Texto fornecido —

————————

Bubble é o Elefante de Steven Soderbergh. Assim como o filme de Gus Van Sant deu uma guinada na carreira do cineasta e retornou sua obra às origens mais focadas nas contradições do ser humano e menos no espetáculo de melodramas como Gênio Indomável, a nova empreitada de Soderbergh também devolve a ele a pecha de ousado e experimental. Não que Bubble seja uma pérola rara e absolutamente imperdível e revolucionária. Longe disso: afora o estilo seco e pouco narrativo do filme, tudo é absolutamente convencional. Dentro de uma pretensa modernidade, uma modernidade de fachada, está um enredo básico, simples (simplista, até), entremeado pela mão pesada do realizador e pela proposta de parecer novamente independente e livre de amarras impostas na indústria.

Bubble

Então, o que atrai em Bubble? Há duas formas de pensar a questão. A primeira está dentro do filme; a outra, fora. A questão externa talvez se torne a mais relevante no futuro e dentro do atual contexto de distribuição cinematográfica. Bubble foi filmado em digital, ao custo de U$ 1,6 milhão, protagonizado por atores não-profissionais usando suas verdadeiras casas para locações (como fez Van Sant ao usar os alunos na própria escola em Elefante), diálogos improvisados e duração de meros 73 minutos. Quando lançado nos EUA, em 2005, o filme chegou quase simultaneamente em cinema, DVD e televisão - o espaço entre um veículo e outro não passou de três dias. A idéia, segundo o diretor, era deixar o espectador escolher a melhor forma de se assistir ao filme: indo a uma sala de exibição, alugando na locadora ou vendo num canal de TV a cabo. A "operação" era até então inédita. Isto, sim, foi revolucionário ao se pensar em Bubble: nunca a janela entre o filme na telona e na telinha foi tão pequena (Ricardo Calil, em No Mínimo, levantou discussão sobre o assunto).

————————

Conjunto de dados —
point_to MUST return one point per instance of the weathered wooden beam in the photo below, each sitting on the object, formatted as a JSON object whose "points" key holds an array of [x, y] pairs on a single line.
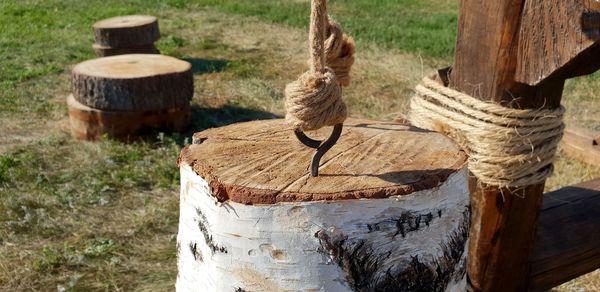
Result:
{"points": [[568, 239], [554, 40], [503, 219], [582, 144]]}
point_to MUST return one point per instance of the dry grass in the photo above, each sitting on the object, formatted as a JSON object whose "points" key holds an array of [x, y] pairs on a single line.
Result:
{"points": [[103, 216]]}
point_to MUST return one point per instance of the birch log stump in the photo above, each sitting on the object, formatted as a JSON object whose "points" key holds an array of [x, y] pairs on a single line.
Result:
{"points": [[126, 35], [130, 95], [388, 212]]}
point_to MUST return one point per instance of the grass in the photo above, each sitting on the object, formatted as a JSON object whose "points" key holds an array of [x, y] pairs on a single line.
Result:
{"points": [[103, 216]]}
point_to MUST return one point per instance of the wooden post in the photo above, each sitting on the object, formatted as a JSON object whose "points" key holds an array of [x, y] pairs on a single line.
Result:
{"points": [[517, 53], [388, 211]]}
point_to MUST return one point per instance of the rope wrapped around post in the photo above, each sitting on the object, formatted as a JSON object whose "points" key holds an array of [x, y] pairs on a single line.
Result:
{"points": [[315, 100], [507, 147]]}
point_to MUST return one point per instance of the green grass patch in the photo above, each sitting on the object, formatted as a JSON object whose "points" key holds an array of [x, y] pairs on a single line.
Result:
{"points": [[422, 27]]}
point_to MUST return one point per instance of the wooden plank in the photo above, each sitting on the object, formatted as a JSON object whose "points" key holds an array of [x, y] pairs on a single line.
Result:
{"points": [[581, 144], [568, 238], [554, 38]]}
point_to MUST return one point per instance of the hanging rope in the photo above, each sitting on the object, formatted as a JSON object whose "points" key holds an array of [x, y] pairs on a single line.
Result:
{"points": [[315, 99], [339, 49], [507, 147]]}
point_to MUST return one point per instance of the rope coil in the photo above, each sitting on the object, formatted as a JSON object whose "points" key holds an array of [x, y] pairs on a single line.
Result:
{"points": [[315, 99], [507, 147]]}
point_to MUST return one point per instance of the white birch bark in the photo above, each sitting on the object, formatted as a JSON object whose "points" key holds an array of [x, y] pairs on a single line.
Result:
{"points": [[346, 245]]}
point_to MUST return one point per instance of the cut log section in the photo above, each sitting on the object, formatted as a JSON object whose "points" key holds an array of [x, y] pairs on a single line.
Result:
{"points": [[104, 51], [581, 144], [388, 212], [126, 31], [134, 83], [91, 124]]}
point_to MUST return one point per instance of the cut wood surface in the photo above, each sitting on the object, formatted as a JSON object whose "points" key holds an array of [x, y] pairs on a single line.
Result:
{"points": [[262, 163], [556, 38], [104, 51], [388, 212], [91, 124], [567, 243], [126, 31], [136, 82], [581, 144]]}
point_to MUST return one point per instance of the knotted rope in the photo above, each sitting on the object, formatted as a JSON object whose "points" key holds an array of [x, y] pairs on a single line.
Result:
{"points": [[507, 147], [315, 99]]}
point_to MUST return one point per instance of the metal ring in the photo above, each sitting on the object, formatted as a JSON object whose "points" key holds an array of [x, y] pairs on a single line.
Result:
{"points": [[321, 146]]}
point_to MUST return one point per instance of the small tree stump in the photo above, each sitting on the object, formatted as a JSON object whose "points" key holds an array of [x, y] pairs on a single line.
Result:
{"points": [[133, 83], [130, 95], [126, 31], [91, 124], [388, 212], [103, 51]]}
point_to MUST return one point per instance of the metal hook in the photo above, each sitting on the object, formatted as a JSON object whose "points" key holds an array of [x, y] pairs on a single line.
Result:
{"points": [[321, 146]]}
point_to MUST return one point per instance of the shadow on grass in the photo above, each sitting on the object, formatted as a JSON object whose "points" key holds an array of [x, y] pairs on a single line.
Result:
{"points": [[204, 66]]}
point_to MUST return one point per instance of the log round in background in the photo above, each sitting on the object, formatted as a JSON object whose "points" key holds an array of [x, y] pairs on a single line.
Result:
{"points": [[126, 31], [91, 124], [388, 211], [138, 82], [104, 51]]}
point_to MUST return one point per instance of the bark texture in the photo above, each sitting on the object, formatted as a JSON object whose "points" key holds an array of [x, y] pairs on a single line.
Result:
{"points": [[388, 212], [104, 51], [91, 124], [262, 162]]}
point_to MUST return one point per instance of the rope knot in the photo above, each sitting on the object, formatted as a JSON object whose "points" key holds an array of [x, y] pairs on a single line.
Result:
{"points": [[507, 147], [315, 101]]}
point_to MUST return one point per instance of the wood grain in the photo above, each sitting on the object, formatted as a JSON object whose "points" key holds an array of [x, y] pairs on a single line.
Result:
{"points": [[503, 219], [104, 51], [91, 124], [137, 82], [262, 163], [580, 144], [568, 239], [126, 31], [554, 37]]}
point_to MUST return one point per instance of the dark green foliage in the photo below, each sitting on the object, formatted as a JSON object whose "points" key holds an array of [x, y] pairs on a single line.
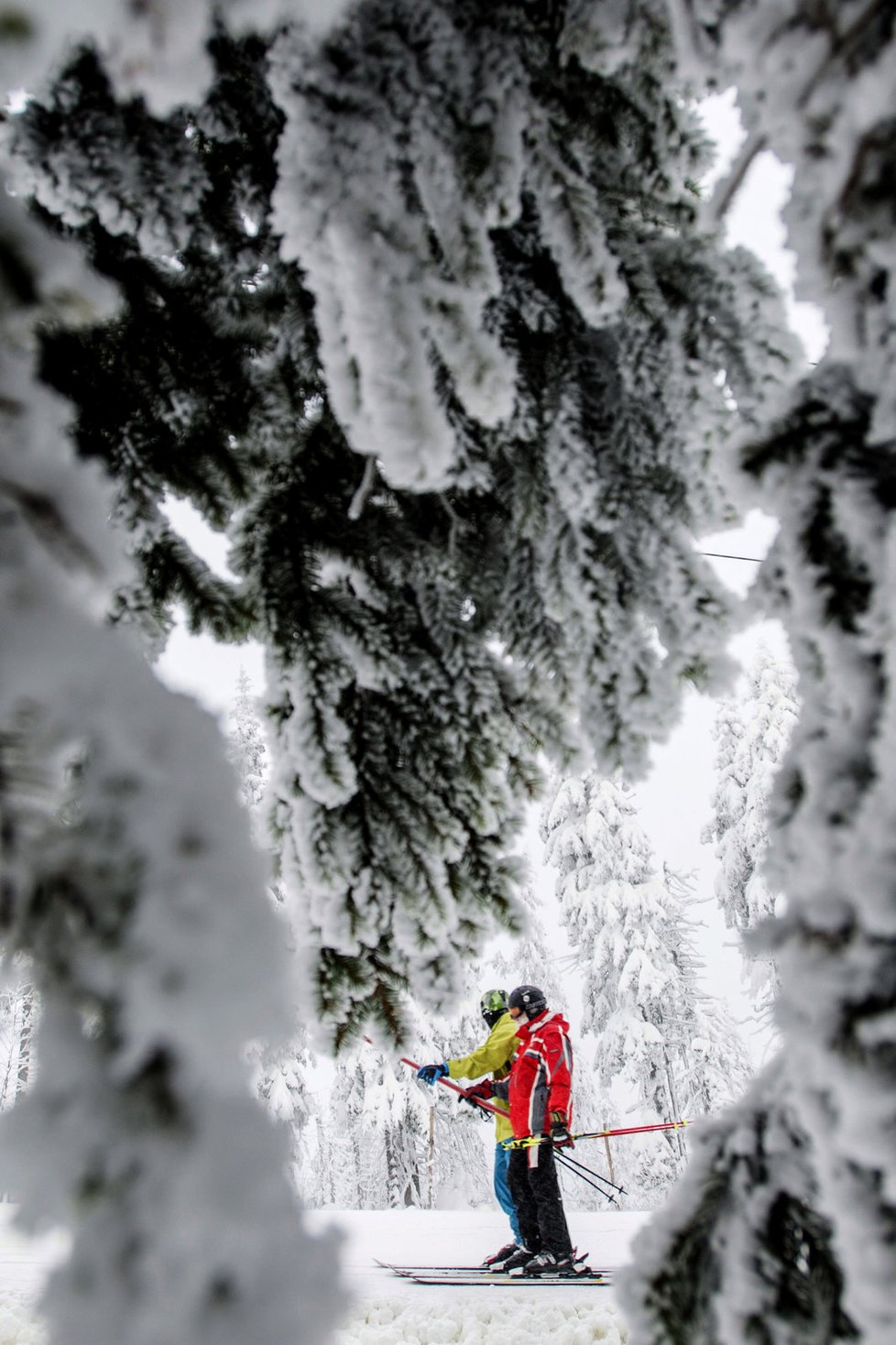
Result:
{"points": [[424, 646]]}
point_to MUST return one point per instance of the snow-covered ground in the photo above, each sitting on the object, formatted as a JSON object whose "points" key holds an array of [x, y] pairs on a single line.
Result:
{"points": [[387, 1310]]}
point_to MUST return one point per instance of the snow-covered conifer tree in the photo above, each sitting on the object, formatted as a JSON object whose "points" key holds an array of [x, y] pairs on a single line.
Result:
{"points": [[738, 1251], [822, 97], [143, 910], [470, 574], [505, 192], [752, 735], [654, 1029], [246, 743]]}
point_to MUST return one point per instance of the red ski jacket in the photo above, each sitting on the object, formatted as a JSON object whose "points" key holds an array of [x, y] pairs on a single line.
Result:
{"points": [[541, 1075]]}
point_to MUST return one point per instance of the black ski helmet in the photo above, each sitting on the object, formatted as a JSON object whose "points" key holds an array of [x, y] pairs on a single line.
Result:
{"points": [[493, 1005], [529, 998]]}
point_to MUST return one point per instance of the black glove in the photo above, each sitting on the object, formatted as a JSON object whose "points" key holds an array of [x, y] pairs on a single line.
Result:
{"points": [[560, 1135], [431, 1074]]}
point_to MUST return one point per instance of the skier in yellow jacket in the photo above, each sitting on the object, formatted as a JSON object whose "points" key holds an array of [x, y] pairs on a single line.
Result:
{"points": [[494, 1057]]}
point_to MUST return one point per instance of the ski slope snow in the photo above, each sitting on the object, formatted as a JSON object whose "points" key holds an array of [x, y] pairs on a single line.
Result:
{"points": [[379, 1307]]}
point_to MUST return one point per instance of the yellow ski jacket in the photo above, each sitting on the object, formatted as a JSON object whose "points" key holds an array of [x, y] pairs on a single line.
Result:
{"points": [[493, 1057]]}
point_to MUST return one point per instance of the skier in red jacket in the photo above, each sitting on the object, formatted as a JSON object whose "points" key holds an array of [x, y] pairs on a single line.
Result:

————————

Desafio 1 —
De acordo com a crítica sobre o filme Bubble, por que o filme chegou quase ao mesmo tempo ao cinema, ao DVD e à televisão? Explique em uma a três frases.
Desafio 2 —
Prossiga com a crítica sobre o filme Bubble a partir da última frase do texto fornecido.
As linhas do conjunto de dados não entram em nada do que se pede aqui.

Resposta esperada 1 —
Segundo o diretor, a ideia era deixar o espectador escolher a melhor forma de assistir ao filme. Ele poderia ir a uma sala de exibição, alugá-lo na locadora ou vê-lo num canal de TV a cabo.

Resposta esperada 2 —
O filme não foi bem de bilheteria. Na verdade, tornou-se um fracasso de público. Mas assim como sexo, mentiras e videotape serviu de pontapé para uma geração de diretores se mostrar ao mundo mesmo sem dinheiro para filmar, Bubble talvez tenha a força de estimular os adeptos das pequenas janelas de lançamento - ainda mais porque Soderbergh é um nome que, goste-se ou não, possui respeito e respaldo na comunidade cinematográfica. Se ele fez um experimento desses, por que outros não o fariam? Não me admira se começarem a pipocar filmes diretamente em cinema, DVD e TV inspirados pela prática do cineasta. Mesmo os figurões da indústria adorariam. Afinal, o DVD é atualmente responsável pela maior parte do faturamento de um filmão, muito mais que as salas de exibição. Quanto mais rápido o filme for para as prateleiras, mais brevemente ele recupera seu investimento. E os ingressos custando os altos valores de hoje, pode-se esperar uma debandada do público de cinema.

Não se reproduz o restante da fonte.